WHAT NEEDS TO BE DONE:
Print the lines of data below again without any change, starting at the line that contains "Formation-chart tagging: label the human" and ending at the line that contains "Formation-chart tagging: label the dog's paw", both included.
* * *
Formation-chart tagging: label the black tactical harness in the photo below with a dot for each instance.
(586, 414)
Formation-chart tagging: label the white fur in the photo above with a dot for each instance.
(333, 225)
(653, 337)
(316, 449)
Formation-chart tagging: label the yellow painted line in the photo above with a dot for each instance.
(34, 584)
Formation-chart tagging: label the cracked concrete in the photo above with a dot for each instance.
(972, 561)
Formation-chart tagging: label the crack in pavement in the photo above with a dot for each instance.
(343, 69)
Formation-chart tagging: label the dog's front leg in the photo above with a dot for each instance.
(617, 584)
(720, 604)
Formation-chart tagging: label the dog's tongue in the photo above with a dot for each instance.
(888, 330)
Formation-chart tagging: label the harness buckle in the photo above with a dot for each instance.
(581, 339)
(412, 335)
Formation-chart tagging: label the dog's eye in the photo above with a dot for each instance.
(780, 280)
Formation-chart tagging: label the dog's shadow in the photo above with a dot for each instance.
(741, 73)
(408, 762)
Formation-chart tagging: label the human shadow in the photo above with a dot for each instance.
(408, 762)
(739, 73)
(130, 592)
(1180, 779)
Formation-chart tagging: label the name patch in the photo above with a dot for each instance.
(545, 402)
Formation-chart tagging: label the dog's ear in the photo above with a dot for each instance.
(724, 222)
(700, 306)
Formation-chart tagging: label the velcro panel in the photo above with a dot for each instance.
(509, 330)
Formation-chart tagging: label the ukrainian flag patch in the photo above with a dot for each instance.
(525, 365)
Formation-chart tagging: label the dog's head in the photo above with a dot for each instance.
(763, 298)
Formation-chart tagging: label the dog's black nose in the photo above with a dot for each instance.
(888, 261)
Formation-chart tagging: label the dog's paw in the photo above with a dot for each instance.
* * *
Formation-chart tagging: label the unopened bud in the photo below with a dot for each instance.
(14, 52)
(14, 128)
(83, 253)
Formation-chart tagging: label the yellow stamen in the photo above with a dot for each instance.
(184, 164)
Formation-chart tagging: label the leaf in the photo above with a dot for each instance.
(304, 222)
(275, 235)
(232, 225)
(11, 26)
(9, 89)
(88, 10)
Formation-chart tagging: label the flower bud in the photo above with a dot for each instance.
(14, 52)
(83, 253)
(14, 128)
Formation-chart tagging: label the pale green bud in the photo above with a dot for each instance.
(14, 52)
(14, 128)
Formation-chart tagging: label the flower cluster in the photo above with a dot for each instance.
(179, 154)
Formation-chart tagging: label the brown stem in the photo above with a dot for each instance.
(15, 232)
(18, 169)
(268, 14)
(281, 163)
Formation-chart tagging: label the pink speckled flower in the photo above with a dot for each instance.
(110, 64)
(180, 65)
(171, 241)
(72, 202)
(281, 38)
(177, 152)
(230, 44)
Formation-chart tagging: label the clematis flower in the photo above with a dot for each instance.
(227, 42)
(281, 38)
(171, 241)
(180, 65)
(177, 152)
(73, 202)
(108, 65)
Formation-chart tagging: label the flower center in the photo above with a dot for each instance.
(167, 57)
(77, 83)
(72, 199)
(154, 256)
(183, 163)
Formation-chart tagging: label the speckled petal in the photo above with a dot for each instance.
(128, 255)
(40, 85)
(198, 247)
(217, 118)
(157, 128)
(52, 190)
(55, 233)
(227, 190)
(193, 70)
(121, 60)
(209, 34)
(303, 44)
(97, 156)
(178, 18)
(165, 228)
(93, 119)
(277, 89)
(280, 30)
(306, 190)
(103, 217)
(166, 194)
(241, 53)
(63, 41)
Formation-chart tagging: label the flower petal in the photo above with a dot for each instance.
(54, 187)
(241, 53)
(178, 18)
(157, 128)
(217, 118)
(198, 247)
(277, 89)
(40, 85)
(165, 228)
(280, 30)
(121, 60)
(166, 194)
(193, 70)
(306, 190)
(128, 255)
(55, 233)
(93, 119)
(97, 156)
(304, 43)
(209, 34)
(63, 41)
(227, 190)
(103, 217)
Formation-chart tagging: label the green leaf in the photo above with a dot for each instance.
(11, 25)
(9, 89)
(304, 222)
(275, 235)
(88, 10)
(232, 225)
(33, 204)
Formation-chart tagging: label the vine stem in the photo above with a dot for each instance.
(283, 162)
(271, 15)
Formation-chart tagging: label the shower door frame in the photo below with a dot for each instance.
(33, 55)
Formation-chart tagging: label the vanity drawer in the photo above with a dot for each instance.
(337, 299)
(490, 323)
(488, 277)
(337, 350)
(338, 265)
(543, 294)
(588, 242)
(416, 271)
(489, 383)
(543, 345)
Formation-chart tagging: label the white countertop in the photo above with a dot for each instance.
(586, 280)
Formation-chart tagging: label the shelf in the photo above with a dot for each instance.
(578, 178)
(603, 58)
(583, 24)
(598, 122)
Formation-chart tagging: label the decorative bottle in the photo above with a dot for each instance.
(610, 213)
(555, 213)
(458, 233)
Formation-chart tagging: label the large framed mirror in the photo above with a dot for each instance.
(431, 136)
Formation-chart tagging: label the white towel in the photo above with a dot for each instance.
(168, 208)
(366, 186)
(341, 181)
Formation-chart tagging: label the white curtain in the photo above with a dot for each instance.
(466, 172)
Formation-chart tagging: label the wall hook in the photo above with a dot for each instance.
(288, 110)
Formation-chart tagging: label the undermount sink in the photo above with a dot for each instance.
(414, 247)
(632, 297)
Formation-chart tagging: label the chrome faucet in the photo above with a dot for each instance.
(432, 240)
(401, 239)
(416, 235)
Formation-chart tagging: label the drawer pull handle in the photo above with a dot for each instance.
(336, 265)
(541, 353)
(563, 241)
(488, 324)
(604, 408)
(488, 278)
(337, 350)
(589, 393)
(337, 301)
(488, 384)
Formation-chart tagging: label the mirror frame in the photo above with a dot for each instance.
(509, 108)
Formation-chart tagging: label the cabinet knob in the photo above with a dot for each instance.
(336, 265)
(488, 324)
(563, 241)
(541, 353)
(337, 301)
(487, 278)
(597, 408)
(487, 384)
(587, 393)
* * *
REPLY TO THE EXERCISE:
Formation-chart tagging: label the human shadow in the photo above with a dot for each instance.
(408, 762)
(739, 73)
(130, 592)
(1180, 779)
Formation-chart tagging: label the name patch in the photo above with a dot for each instance.
(545, 402)
Formation-chart tagging: label the dog's ear in the photo above with a dot for each instance.
(724, 222)
(700, 306)
Formation-chart tagging: label the velcro panel in the photo above with a dot for each instance.
(509, 330)
Formation-chart tagging: label the ukrainian flag patch in the photo above with a dot for each instance.
(525, 365)
Formation-chart tagging: label the dog's head in the photo above with a dot for each instance.
(763, 298)
Formation-chart tagging: label the dog's black nose in the photo above with a dot for each instance.
(888, 261)
Formation-chart tagging: label the dog's paw in the photo above with a dot for each instance.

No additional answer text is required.